PASSAGE PROVIDED:
+ + + + + + +
I would love to be able to buy a lot of the viv's other members have posted. Is there a market for that?


----------



## thekidgecko (Oct 30, 2006)

Most of the market has been in selling them to gecko people, however I do forsee a growing market for good dart vivs made by experienced people. We shall see...


----------



## ChrisK (Oct 28, 2008)

If you like a particular person's work, you can ask them (or someone in your area) to build one for you with your specs


----------



## Julio (Oct 8, 2007)

i think you are better off just experimenting with waht you like, the vivariums that are sold already put together will cost you a pretty peny.


----------



## jubjub47 (Sep 9, 2008)

Kiari43 said:


> Has anyone ever paid to have a really nice viv made for them?
> 
> I see so many and would love to own a nice viv but I stick with the basics because honestly I SUCK at construction. I am not a collector or breeder, I stick with my original species so multiple viv's or a rack doesn't matter to me. I see a lot of amazing viv's here and want one for my frogs.
> 
> I would love to be able to buy a lot of the viv's other members have posted. Is there a market for that?


I've got one I'm selling cheap if you'll pick it up


----------



## Otis (Apr 16, 2006)

I think Zach was thinking about selling them, the hard part is transporting them though. If you look on Black Jungle the closest thing you get to a custom viv is a viv kit, which does not include the tank. Anything that heavy or made of glass is pretty much impossible to ship, so thats limits the "tank business" to local. And for the amount of time and effort going into a viv I can see why people don't bother if there is such a small market for their products. 

Kiari, where do you live?


----------



## Philsuma (Jul 18, 2006)

Where you would do well with a nicely made viv is at a large Reptile show.

I can tell you that if you have a well made medium, not large sized viv...something like a 10 vert......you would absolutely sell at least a half dozen or more at Hamburg (PA). No one there has ready made vivs for sale and cool plants are non existant as well.
+ + + + + + +
SET TASK A:
Select every line of the listing that contains the string "bathtub", matching case exactly.

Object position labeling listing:
+ + + + + + +
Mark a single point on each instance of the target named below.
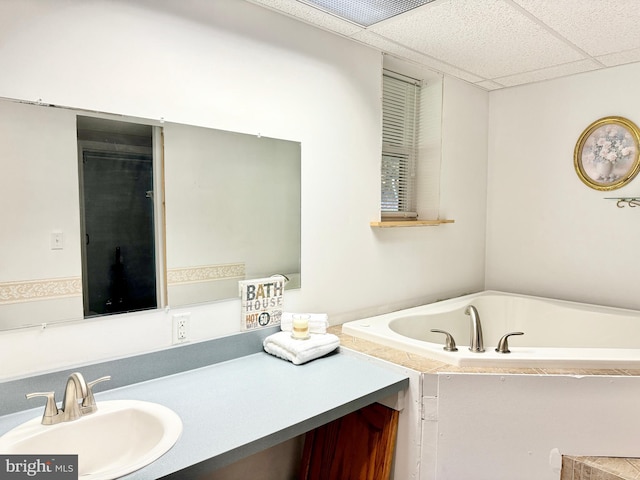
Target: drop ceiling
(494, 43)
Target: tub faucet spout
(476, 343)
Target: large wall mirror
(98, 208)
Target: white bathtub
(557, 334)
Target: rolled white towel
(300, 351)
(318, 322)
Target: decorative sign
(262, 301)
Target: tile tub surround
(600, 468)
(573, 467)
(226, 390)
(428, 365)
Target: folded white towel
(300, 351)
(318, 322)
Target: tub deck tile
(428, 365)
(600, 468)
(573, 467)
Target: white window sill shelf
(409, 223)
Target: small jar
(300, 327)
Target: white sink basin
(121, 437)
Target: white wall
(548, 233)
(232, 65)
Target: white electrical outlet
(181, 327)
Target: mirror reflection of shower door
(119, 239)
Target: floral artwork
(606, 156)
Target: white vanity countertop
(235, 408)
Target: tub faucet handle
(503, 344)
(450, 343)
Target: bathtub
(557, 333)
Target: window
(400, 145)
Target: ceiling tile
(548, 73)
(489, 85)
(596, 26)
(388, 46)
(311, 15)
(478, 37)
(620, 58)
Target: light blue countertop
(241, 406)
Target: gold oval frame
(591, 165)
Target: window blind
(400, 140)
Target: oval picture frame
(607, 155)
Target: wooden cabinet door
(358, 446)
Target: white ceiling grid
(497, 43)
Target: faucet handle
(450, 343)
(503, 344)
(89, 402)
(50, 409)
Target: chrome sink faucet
+ + + + + + +
SET TASK B:
Summarize the forum thread on buying vivariums in two sentences.

WRITTEN REPLY A:
Target: white bathtub
Target: bathtub

WRITTEN REPLY B:
A member asks whether there is a market for buying the well-made vivs other members have posted. Replies suggest asking a builder for a custom one or experimenting yourself because assembled vivs cost a lot, note that heavy glass tanks are nearly impossible to ship, and propose large reptile shows such as Hamburg (PA) as a place where ready-made vivs would sell.